TEXTO →

Vendrá como se fué, como se ha ido

— suena a lo lejos el fatal ladrido —,

vendrá a la cita;

será de noche mas que sea aurora;

vendrá a su hora, cuando el aire llora,

llora y medita…

  

Vendrá de noche, en una noche clara,

noche de luna que al dolor ampara,

noche desnuda;

vendrá… venir es porvenir…, pasado

que pasa y queda y que se queda al lado

y nunca muda….

  

Vendrá de noche cuando el tiempo aguarda,

cuando la tarde en las tinieblas tarda

y espera al dia;

vendrá de noche, en una noche pura,

cuando del sol la sangre se depura,

del mediodía.

  

Noche ha de hacerse en cuanto venga y llegue,

y el corazón rendido se le entregue,

noche serena,

de noche ha de venir… ¿él, ella o ello?

De noche ha de sellar su negro sello,

noche sin pena.

  

Vendrá la noche, la que da la vida

y en que la noche al fin el alma olvida,

traerá la cura;

vendrá la noche que lo cubre todo

y espeja al cielo en el luciente lodo

que lo depura.

  

Vendrá de noche, sí, vendrá de noche,

su negro sello servirá de broche

que cierra el alma;

vendrá de noche sin hacer ruido,

se apagará a lo lejos el ladrido,

vendrá la calma…

vendrá la noche….

 

 

 

 

VIRÁ DE NOITE

 

 

(versão pessoal)

 

  

Virá de noite, quando tudo dorme;

virá de noite, quando a alma enferma

se esmaece em vida;

virá de noite, com seu passo quedo;

virá de noite e pousará seu dedo

sobre a ferida.

  

Virá de noite, e seu fugaz vislumbre

volitará o lume do fatal queixume;

virá de noite

com seu rosário; derramará as contas

do negro solstício que enceguece,

tanto desperdício!

INSTRUÇÕES DA TAREFA → Reproduza fielmente o trecho do texto acima, começando em "Virá de noite, quando tudo" e seguindo até "sobre a ferida.".

DADOS FORNECIDOS →
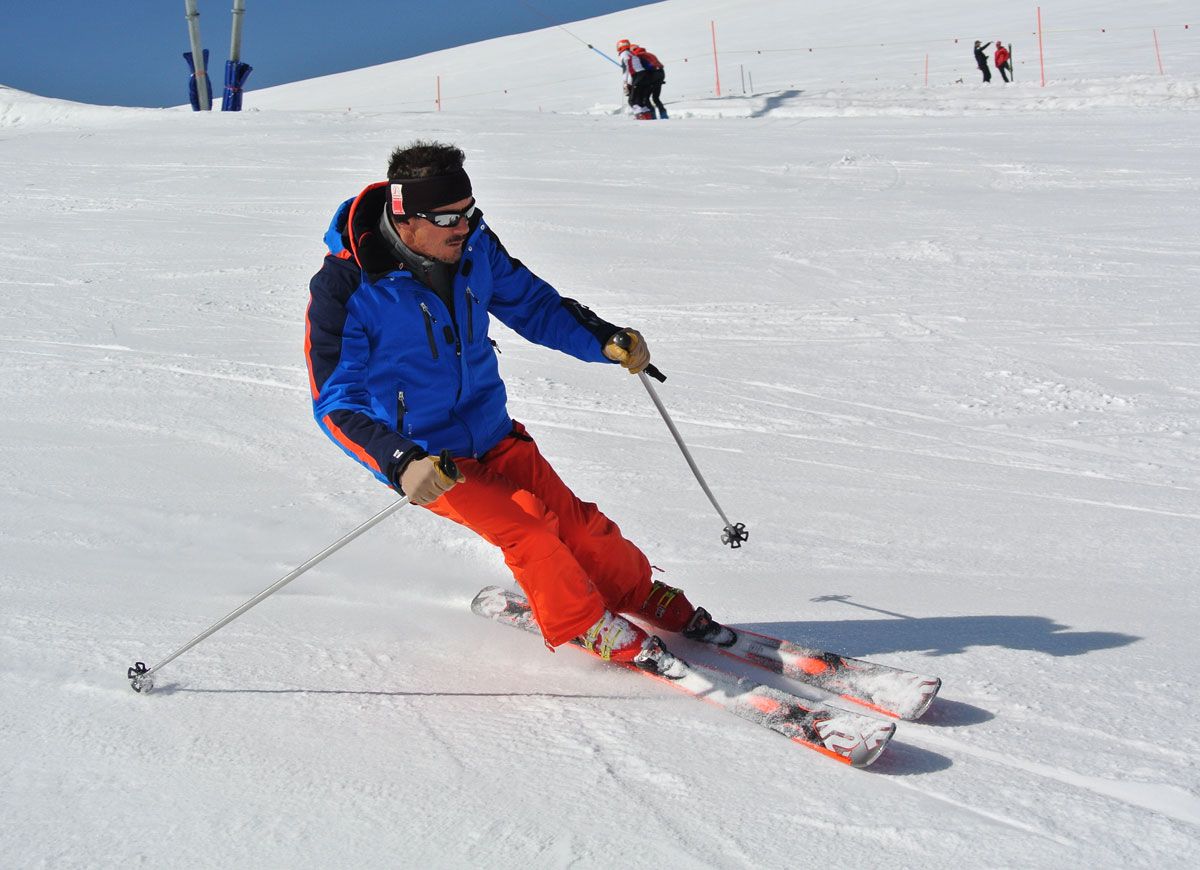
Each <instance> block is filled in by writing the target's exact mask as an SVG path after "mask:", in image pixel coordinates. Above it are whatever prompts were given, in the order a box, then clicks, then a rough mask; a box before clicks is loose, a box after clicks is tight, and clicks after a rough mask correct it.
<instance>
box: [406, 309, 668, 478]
mask: <svg viewBox="0 0 1200 870" xmlns="http://www.w3.org/2000/svg"><path fill="white" fill-rule="evenodd" d="M623 344H624V347H622V346H623ZM604 355H605V356H607V358H608V359H611V360H616V361H617V362H619V364H620V365H622V366H624V367H625V368H628V370H629V373H630V374H637V373H638V372H641V371H644V370H646V366H648V365H650V349H649V348H648V347H646V340H644V338H643V337H642V334H641V332H638V331H637V330H636V329H623V330H620V332H617V335H614V336H613V337H612V338H610V340H608V343H607V344H605V346H604ZM406 492H407V490H406Z"/></svg>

RESPOSTA DO EXERCÍCIO →
Virá de noite, quando tudo dorme;

virá de noite, quando a alma enferma

se esmaece em vida;

virá de noite, com seu passo quedo;

virá de noite e pousará seu dedo

sobre a ferida.